--- Supplied text ---
In addition, the Trump Administration is scrapping a requirement that federal agencies evaluate the climate impacts of government-funded projects, a decision at odds with several recent court rulings. Another change with long-term implications is the Administration’s decision to pay less attention to the “social costs of carbon” – the full benefits and costs of each federal regulation to the economy, the environment and society.

These regulations are at the heart of United States’ commitment to the international community in the Paris climate accord, where all nations agreed to do something about climate change. Trump intends to pull the United States out of the accord, arguing that regulating climate-changing pollution would cause “draconian financial and economic burdens on the U.S.”

But Trump is wrong. Creating a federal rule is an arduous process that involves public input and cost analysis. In a study it issued last year, the Office of Management and Budget found that the annual benefits of major federal regulations were eight times greater than their costs. Other reputable research has shown that while environmental regulations result in the loss of some jobs, they create others. Another study published last year found that environmental regulations have resulted in a little-recognized “restoration economy” that employs more than 220,000 Americans and adds nearly $25 billion annually to the economy.

One of Trump’s objectives is to get rid of rules that the oil, coal and gas industries don’t like. He is hell-bent on making the United States the world’s leading producer of fossil fuels. “On energy, I will cancel job-killing restrictions on the production of American energy, including shale energy and clean coal, creating many millions of high-paying jobs,” he has said.

But that misguided aspiration puts American jobs and taxpayer investments at significant risk because the rest of the international community – i.e., the world energy market – is committed to reducing carbon emissions. Doing so requires dramatic reductions in the use of fossil fuels.

It is rarely smart or necessary to indiscriminately trash government policies and programs. When we do, we throw the good out with the bad. Obama took a better approach by ordering federal agencies to improve their process for identifying rules that had become “outmoded, insufficient, ineffective or excessively burdensome”; to avoid duplicative, overlapping or conflicting regulations; and to justify any decision that reduced the ability of small businesses to create jobs. Obama did not set out to kill a random quota of government rules. He wanted to get rid of the bad ones and make the good ones better.

Good environmental regulations not only benefit the American people, they also benefit the industries they regulate. They create the level playing field that Alice needed. They weed out bad actors to protect an industry’s “social license to operate” – its public support. Business owners I have talked to are much more concerned about regulatory certainty than regulation. As one successful entrepreneur told me, “We are smart enough to adjust to any reasonable regulation. What’s most important is that the government stop changing the rules.”
---
- _What you will do_
1 - Reproduce the passage of the commentary on environmental regulation between "One of Trump’s" and "he has said.", inclusive.
2 - List each term the commentary on environmental regulation quotes to describe the rules Obama ordered federal agencies to identify.
--- Extracted information ---
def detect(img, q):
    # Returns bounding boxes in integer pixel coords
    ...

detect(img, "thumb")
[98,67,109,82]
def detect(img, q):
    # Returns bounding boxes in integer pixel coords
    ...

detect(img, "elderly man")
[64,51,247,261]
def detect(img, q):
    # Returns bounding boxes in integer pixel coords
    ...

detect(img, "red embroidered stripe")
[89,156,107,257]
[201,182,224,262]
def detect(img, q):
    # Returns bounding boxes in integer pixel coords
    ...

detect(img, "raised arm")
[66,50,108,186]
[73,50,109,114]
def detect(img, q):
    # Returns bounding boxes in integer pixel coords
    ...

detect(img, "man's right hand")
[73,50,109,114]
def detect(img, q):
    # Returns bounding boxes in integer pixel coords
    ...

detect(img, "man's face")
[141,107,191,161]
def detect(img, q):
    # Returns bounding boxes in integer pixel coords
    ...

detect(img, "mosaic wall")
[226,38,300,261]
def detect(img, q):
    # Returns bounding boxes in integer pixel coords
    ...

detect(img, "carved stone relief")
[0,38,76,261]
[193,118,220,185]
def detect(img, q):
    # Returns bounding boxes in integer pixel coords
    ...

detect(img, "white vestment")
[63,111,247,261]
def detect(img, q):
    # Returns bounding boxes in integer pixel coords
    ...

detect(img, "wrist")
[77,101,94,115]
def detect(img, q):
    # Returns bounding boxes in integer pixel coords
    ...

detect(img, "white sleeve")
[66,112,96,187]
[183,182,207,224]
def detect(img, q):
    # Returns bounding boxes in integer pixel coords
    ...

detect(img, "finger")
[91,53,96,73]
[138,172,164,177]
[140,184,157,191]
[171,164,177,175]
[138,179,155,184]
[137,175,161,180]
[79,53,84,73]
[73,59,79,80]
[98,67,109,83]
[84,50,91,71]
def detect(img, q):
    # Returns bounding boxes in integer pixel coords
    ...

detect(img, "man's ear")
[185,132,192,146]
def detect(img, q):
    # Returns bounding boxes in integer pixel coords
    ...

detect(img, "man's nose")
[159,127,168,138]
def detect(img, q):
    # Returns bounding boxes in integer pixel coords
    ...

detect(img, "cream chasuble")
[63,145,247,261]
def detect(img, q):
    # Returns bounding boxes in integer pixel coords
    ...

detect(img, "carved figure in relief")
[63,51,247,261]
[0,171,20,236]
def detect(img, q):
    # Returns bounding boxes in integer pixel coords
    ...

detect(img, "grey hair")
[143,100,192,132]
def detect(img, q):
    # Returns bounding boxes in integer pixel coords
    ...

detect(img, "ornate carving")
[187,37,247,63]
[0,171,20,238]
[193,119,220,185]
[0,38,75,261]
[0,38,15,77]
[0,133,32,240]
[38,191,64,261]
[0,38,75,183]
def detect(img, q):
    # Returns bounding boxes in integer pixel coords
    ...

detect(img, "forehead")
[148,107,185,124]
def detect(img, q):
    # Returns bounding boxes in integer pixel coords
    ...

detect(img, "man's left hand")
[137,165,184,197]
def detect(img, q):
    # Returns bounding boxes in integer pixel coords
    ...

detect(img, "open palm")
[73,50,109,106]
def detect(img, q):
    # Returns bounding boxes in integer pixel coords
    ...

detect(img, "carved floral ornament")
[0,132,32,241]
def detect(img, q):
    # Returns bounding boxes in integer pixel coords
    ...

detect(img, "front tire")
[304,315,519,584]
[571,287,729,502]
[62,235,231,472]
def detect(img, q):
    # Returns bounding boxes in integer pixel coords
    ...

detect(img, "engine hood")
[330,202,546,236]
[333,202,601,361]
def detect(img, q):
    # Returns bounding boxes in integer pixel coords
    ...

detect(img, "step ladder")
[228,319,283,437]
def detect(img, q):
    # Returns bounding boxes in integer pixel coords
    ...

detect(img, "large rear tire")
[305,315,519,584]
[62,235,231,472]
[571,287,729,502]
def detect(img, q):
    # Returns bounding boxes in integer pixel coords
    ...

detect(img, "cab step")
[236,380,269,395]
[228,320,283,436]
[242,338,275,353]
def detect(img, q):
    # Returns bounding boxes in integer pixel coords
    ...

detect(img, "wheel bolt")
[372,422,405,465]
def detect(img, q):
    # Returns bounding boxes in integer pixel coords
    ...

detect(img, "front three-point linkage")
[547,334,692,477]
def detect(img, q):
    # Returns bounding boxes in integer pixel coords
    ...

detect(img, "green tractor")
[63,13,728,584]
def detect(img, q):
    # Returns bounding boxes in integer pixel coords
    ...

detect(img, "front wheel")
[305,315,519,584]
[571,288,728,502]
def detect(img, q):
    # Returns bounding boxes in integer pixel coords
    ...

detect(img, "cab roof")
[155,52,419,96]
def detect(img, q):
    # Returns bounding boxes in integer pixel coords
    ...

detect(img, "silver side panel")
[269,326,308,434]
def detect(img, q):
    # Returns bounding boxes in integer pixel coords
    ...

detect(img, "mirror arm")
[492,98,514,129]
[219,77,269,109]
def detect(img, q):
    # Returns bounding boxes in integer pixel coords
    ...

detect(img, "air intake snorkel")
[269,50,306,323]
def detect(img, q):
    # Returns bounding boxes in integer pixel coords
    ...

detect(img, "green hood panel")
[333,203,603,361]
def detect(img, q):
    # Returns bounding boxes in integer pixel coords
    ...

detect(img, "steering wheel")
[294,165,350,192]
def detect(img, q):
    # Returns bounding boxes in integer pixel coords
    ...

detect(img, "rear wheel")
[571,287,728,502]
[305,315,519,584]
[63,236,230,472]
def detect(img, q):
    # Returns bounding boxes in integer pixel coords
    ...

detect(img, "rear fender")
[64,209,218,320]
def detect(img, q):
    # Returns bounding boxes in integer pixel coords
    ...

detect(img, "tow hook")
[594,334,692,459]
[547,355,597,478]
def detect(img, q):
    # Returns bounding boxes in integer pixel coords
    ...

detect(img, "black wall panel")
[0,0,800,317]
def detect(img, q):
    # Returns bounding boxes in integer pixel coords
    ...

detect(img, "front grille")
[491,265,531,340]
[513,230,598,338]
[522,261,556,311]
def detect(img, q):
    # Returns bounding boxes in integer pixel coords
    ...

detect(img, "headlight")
---
- _Solutions per task_
1 -
One of Trump’s objectives is to get rid of rules that the oil, coal and gas industries don’t like. He is hell-bent on making the United States the world’s leading producer of fossil fuels. “On energy, I will cancel job-killing restrictions on the production of American energy, including shale energy and clean coal, creating many millions of high-paying jobs,” he has said.

2 -
outmoded
insufficient
ineffective
excessively burdensome